◆ Text ◆
=====

United Airlines is the most vaccinated airline. That doesn’t make them the most health-friendly airline during the pandemic. Passengers spend more time with other passengers, both in the gate area and on board, than they do with employees.
Both United and American Airlines sell basic economy tickets which are non-changeable. If you get sick and do not fly you lose all value of your ticket. That’s a huge incentive to fly sick. (Delta makes basic economy tickets changeable through December 31, 2021.)
You don’t have to buy a basic economy ticket. For most other domestic tickets and international tickets originating in the U.S. change fees no longer apply, though you’ll still pay any difference in fare to reschedule your trip. That helps make it easier to decide not to fly when you’re sick, which isn’t just good for you but for all the passengers around you that you won’t spread illnesses to.
But choosing to buy a changeable ticket, and avoiding basic economy, doesn’t prevent you from getting sick from other people. And flying an airline that incentivizes other passengers to fly sick by selling tickets that lose all value if they don’t puts you in an environment more likely to have sick people.
Basic economy is how airlines separate out price conscious leisure travelers from price-insensitive business travelers. They want to sell to both – and sell the same seats to both – while making sure they don’t sell a ticket to a business traveler for less than they’re willing to pay. Airlines used to use advantage purchase requirements and Saturday night stays to segment these customers, but those stopped working when low cost carriers weren’t imposing these requirements and legacy airlines had to stop as well to compete. So basic economy restrictions became the new Saturday night stay.

=====

◆ Recorded data ◆
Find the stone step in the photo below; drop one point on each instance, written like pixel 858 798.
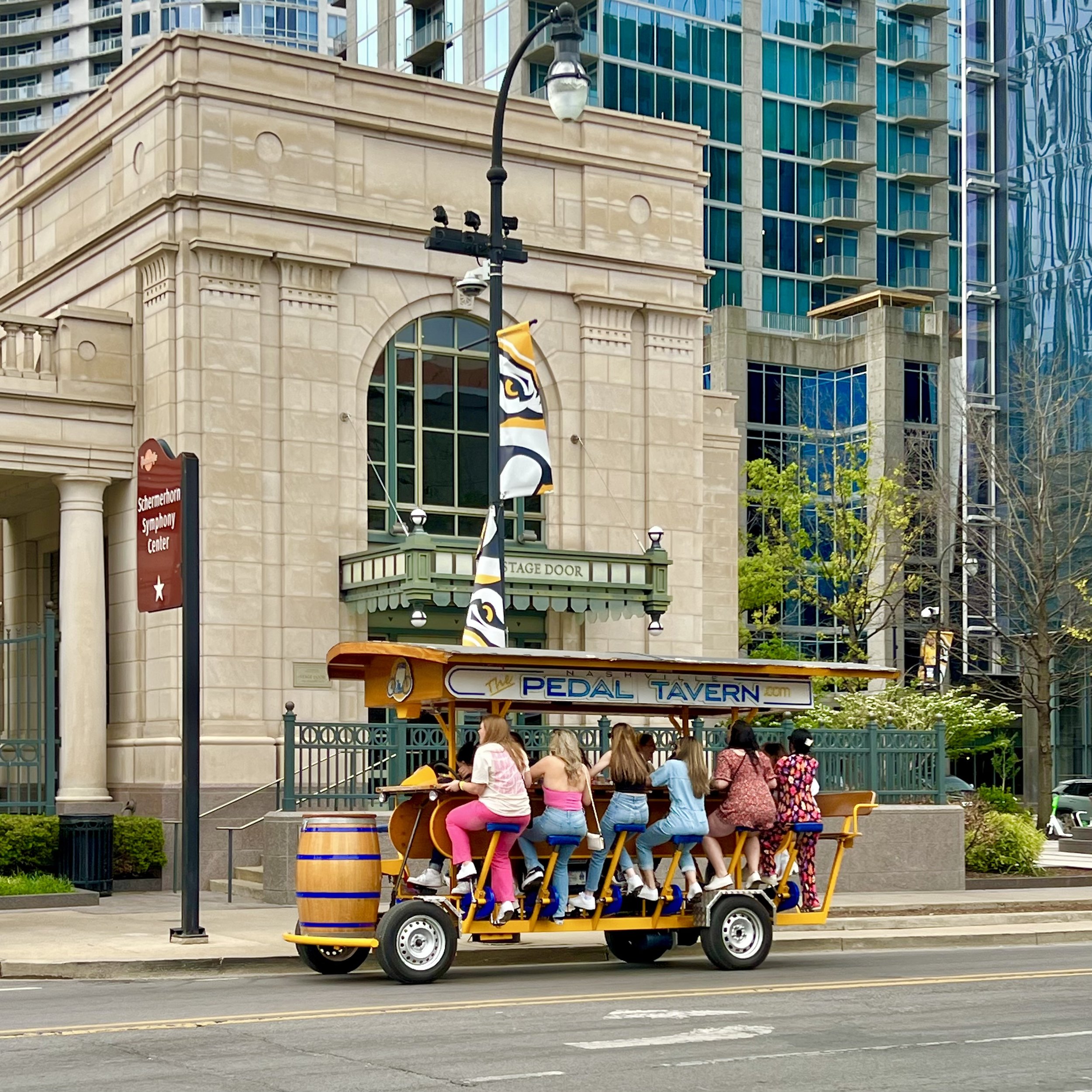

=====

◆ Assignment 1 ◆
List every airline named in the text on basic economy tickets.
◆ Assignment 2 ◆
Translate into Spanish this sentence from the text on basic economy tickets: "You don’t have to buy a basic economy ticket."
◆ Assignment 3 ◆
Duplicate the part of the text on basic economy tickets between "Both United and" and "spread illnesses to.", inclusive.

◆ Your response 1 ◆
United Airlines, American Airlines, Delta

◆ Your response 2 ◆
No tienes que comprar un boleto de clase económica básica.

◆ Your response 3 ◆
Both United and American Airlines sell basic economy tickets which are non-changeable. If you get sick and do not fly you lose all value of your ticket. That’s a huge incentive to fly sick. (Delta makes basic economy tickets changeable through December 31, 2021.)
You don’t have to buy a basic economy ticket. For most other domestic tickets and international tickets originating in the U.S. change fees no longer apply, though you’ll still pay any difference in fare to reschedule your trip. That helps make it easier to decide not to fly when you’re sick, which isn’t just good for you but for all the passengers around you that you won’t spread illnesses to.